▶ TASK TO COMPLETE: Go through the listing below and state how many of its lines include "instance". Write only that number.

▶ DATA SECTION:
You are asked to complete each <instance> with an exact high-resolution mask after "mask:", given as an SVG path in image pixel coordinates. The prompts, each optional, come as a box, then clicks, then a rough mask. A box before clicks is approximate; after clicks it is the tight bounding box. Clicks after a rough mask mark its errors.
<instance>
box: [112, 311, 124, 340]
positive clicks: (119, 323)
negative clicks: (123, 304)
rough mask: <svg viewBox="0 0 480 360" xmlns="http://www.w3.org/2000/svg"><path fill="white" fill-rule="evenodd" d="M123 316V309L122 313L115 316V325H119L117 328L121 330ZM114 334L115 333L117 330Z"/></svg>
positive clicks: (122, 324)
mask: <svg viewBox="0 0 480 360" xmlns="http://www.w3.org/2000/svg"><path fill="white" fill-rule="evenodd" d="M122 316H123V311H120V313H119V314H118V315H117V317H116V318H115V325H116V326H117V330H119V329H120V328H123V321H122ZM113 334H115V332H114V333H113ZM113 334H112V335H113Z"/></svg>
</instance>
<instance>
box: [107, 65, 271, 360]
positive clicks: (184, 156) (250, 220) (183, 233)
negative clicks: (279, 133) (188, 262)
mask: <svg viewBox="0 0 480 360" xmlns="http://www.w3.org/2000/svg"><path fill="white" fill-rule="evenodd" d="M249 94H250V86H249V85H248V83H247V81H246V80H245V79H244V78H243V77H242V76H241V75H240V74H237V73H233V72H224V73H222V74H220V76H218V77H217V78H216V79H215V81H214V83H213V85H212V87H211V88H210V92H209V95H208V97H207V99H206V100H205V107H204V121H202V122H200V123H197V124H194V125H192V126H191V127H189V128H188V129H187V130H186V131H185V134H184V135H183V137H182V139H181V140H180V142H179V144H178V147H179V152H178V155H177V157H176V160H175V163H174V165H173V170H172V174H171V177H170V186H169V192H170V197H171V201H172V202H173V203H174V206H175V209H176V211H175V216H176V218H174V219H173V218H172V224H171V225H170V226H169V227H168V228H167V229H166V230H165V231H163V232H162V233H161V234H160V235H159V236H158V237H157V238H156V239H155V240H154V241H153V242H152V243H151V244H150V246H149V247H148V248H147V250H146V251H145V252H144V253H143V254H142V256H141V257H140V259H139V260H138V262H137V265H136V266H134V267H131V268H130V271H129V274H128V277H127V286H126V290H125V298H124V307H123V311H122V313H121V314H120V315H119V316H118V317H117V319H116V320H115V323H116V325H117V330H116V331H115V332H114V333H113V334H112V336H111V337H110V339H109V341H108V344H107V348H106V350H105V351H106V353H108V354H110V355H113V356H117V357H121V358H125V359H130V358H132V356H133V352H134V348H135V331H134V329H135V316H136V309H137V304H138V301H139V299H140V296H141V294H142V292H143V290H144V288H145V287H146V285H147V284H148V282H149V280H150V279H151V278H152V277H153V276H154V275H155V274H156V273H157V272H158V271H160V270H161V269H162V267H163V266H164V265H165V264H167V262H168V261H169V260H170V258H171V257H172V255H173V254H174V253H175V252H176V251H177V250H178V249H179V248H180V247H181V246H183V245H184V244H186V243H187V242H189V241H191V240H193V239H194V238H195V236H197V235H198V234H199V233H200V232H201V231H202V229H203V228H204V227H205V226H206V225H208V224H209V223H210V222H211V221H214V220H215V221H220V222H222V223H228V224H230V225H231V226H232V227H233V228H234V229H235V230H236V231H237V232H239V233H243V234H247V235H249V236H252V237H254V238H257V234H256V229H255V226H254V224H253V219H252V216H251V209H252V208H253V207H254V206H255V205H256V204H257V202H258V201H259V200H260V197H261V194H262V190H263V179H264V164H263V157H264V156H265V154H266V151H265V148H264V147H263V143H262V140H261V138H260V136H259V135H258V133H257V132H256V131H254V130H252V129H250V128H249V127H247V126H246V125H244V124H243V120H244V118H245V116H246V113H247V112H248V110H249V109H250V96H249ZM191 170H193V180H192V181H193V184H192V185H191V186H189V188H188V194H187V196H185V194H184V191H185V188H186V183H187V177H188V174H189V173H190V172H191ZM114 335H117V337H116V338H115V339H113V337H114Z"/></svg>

▶ REPLY TO THE TASK: 4